I'm glad we agree that GCC is a pile of shit (and not just in this respect). MSVC's performance with intrinsics has also gone up and down with versions but by now it's pretty solid.
I mainly care about games when it comes to high-performance programming, so this is not an issue for me. Consoles are obviously fixed platforms, and on PC any game is likely to have high enough GPU requirements that you can compile your executable against a SSE3 min-spec target without excluding users.
The instruction set available is often not the most relevant thing. In many cases, the optimal code will differ wildly between CPUs regardless of the available instruction sets. Let's look at some quick examples of performance characteristics:
Athlon 64: Slow SSE2 unit, MMX is often faster than SSE2 for many functions.
Phenom: Very fast SSE2 unit, but missing SSSE3 support, so can't take use the same optimized functions in many cases as the Core 2 and above. Significantly higher instruction latency than Core 2, so needs significantly more pipelining.
Core 2 Conroe: SSE shuffle operations (punpck, etc) are excruciatingly slow: 4/2 for shuffles that use both arguments as input data (e.g. punpckldq), 2/2 for those that use only one argument (e.g. pshufb). Cacheline-split loads are extraordinarily painful (equivalent to an L1 cache miss, or ~14 cycles).
Core 2 Penryn: Same as Conroe, but shuffles are fast now (1/1 for everything basically).
Nehalem: Cacheline-split loads are cheap now (2 cycles), and shuffles have doubled throughput compared to Penryn (1/0.5).
This doesn't even get into the more instruction-specific messiness, like how some CPUs like movddup and movhlps on integer data while others don't. It's not uncommon to have 3 or 4 assembly functions just to cover the latest CPUs -- not even counting old ones. Fortunately for our sanity, these are usually templated from a single function, with small changes to the relevant areas created via macros.
A gaming PC is already so fast compared to consoles that I'm generally not super concerned about those discrepancies. Compared to the big gains in going from no SIMD to SSE3-level SIMD, it's very minor. As I already said, if you have a few speed-critical inner loops (not generally the case in games but more the domain of programs like x264 and Bink 2) then go ahead and write the whole loop with a good macro assembler. But even then, Bink 2's encoder uses SSE in parts and is highly multi-threaded, and yet Jeff hasn't at all bothered with your level of per-CPU customization of the SSE code, and I doubt he ever will.
Most programs aren't like codecs or even like games but could still make great gains from a properly administered dose of SIMD intrinsics.
# # # # # # #
Description of the task
Please answer from the forum post on SIMD performance: what do cacheline-split loads cost on Nehalem? The listing is separate material, apart from the forum post on SIMD performance.

Provided data
# # # # # # #
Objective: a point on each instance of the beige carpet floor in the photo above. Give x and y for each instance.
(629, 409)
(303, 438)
# # # # # # #
Answer to the task
They are cheap, at 2 cycles.